PatchLiteLLMProvider patches the LiteLLM Secret (API key) and ConfigMap (model_list) for a provider without restarting the deployment. Call RestartLiteLLM afterwards (once, after batching multiple providers).

func PreferModels added in v0.9.0

func PreferModels(cfg *config.Config, u *ui.UI, names []string) error

PreferModels reorders LiteLLM's model_list so the named entries appear at the head, in the order given. Remaining entries keep their original relative order. This is the operator-facing primitive that lets model.Rank's "first chat-capable wins" rule pick a specific primary without a remove/re-add cycle.

Returns an error if any of the requested names is not present in the current model_list — typos should be loud, not silent no-ops.

LiteLLM has no model_list reorder API, so after the ConfigMap patch this rolls the LiteLLM Deployment so the new order takes effect (the /v1/models listing follows model_list order, and hermes/openclaw read the ConfigMap directly via GetConfiguredModels for the agent primary).

func ProviderEnvVar added in v0.8.0

func ProviderEnvVar(provider string) string

ProviderEnvVar returns the env var name for a provider's API key.

func ProviderFromModelName added in v0.8.0

func ProviderFromModelName(name string) string

ProviderFromModelName infers the provider from a model name string.

func PullOllamaModel added in v0.8.0

func PullOllamaModel(name string) error

PullOllamaModel pulls a model from the Ollama registry. It streams progress to stdout, matching the UX of `ollama pull`.

func Rank added in v0.9.0

func Rank(models []string) (primary string, fallbacks []string)

Rank selects the primary model from the configured model list and demotes the rest to fallbacks.

Model ordering is configuration, not hidden product policy. LiteLLM's model_list order is the source of truth, so Rank preserves that order instead of guessing quality from provider names, parameter-count tags, or model-family aliases. The only exception is known embedding-only entries: they are kept in the fallback list but moved behind chat-capable models so an embedding model does not become the default chat model when another option exists.

The returned strings are the original inputs. Do not strip provider prefixes or normalize names here; Hermes/OpenClaw round-trip the returned primary back to LiteLLM as the chat-completions model field.

# # # # #

Tasks to carry out ▸
1: In the LiteLLM documentation, why does PreferModels roll the LiteLLM Deployment after patching the ConfigMap? Answer in one to three sentences.
2: Pick up the LiteLLM documentation after its last sentence and write the next entry in the same style.
The data on this page is separate material and has no connection to the LiteLLM documentation.

Data ▸
# # # # #

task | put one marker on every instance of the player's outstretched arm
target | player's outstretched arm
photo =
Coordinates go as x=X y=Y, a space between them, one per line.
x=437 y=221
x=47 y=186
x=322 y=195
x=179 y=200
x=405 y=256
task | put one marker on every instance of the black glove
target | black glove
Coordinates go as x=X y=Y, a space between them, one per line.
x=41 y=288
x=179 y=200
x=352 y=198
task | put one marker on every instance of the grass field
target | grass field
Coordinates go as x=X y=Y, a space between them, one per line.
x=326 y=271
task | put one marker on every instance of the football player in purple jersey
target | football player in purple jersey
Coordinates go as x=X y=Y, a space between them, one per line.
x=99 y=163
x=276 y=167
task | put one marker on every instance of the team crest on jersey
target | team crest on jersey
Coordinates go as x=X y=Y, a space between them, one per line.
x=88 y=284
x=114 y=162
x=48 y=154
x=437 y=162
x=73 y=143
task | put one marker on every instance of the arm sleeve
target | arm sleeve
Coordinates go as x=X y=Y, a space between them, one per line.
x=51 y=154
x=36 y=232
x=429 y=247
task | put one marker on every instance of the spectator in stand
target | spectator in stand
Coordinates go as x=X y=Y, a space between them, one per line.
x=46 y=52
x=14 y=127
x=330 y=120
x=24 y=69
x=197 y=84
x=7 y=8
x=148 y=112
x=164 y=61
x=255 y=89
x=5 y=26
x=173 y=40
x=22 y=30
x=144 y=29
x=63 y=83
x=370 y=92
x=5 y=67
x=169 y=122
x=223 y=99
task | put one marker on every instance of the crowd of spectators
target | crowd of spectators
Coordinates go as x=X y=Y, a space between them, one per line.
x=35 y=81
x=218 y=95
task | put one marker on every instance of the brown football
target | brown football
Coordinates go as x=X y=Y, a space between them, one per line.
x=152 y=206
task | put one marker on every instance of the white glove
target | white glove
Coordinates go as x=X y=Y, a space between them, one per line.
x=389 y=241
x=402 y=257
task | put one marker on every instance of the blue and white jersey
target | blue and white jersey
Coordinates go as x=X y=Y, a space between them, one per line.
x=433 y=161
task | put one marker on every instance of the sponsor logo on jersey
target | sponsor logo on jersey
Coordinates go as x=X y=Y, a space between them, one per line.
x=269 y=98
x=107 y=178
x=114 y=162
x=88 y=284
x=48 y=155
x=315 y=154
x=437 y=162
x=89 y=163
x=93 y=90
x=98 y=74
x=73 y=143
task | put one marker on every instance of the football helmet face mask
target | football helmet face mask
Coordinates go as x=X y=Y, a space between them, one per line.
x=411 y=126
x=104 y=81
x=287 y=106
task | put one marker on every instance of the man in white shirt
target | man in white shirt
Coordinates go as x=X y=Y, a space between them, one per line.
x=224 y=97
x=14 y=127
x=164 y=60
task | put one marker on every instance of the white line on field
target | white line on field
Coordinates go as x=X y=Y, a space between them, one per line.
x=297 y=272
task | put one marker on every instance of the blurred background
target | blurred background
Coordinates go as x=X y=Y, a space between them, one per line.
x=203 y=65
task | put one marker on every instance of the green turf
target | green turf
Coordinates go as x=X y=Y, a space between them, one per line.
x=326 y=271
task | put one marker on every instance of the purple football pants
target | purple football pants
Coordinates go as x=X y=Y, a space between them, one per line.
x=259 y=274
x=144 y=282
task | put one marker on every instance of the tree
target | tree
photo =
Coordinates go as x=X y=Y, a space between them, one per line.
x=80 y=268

# # # # #

Solved tasks ▸
1: LiteLLM has no API for reordering model_list, so the Deployment must be rolled for the new order to take effect. This matters because the /v1/models listing follows model_list order, and hermes/openclaw read the ConfigMap directly through GetConfiguredModels for the agent primary.

2:
func RemoveModel added in v0.8.0

func RemoveModel(cfg *config.Config, u *ui.UI, modelName string) error

RemoveModel removes a model entry from the LiteLLM ConfigMap (persistence) and hot-deletes it from the running router via the API (immediate effect). No pod restart is required.

func ResolveAPIKey added in v0.8.0

func ResolveAPIKey(provider string) (key, envVarUsed string)

ResolveAPIKey checks the primary env var and each AltEnvVar in order for the given provider. Returns the key value and the env var it was found in. Both are empty if no key is available.

func RestartLiteLLM added in v0.8.0

func RestartLiteLLM(cfg *config.Config, u *ui.UI, provider string) error

RestartLiteLLM restarts the LiteLLM deployment and waits for rollout.

func ValidateCustomEndpoint added in v0.8.0

func ValidateCustomEndpoint(endpoint, modelName, apiKey string) error

ValidateCustomEndpoint validates that a custom OpenAI-compatible endpoint works. It runs a 2-step validation: reachability check, then inference probe. The inference probe is the definitive test — some servers (e.g., mlx-lm) don't list the loaded model in /models but accept it for inference.

func WarnAndStripV1Suffix added in v0.8.0

func WarnAndStripV1Suffix(endpoint string) string

WarnAndStripV1Suffix checks if an endpoint URL has a trailing /v1 suffix, warns the user, and returns the stripped URL. For OpenAI-compatible providers, LiteLLM auto-appends /v1, causing double /v1/v1 if the user includes it.

Types

type CacheControlInjection added in v0.9.0

type CacheControlInjection struct {
	Location string `yaml:"location"`
	Role     string `yaml:"role,omitempty"`
	Index    *int   `yaml:"index,omitempty"`
}

CacheControlInjection is one entry in LiteLLM's cache_control_injection_points list. Either Role or Index narrows which message in the request gets the cache_control marker.

type DiscoveredProvider added in v0.9.0

type DiscoveredProvider struct {
	Label           string
	ServerType      string
	HostEndpoint    string
	ClusterEndpoint string
	Entries         []ModelEntry
}

DiscoveredProvider is one local OpenAI-compatible inference server that auto-config can register with LiteLLM.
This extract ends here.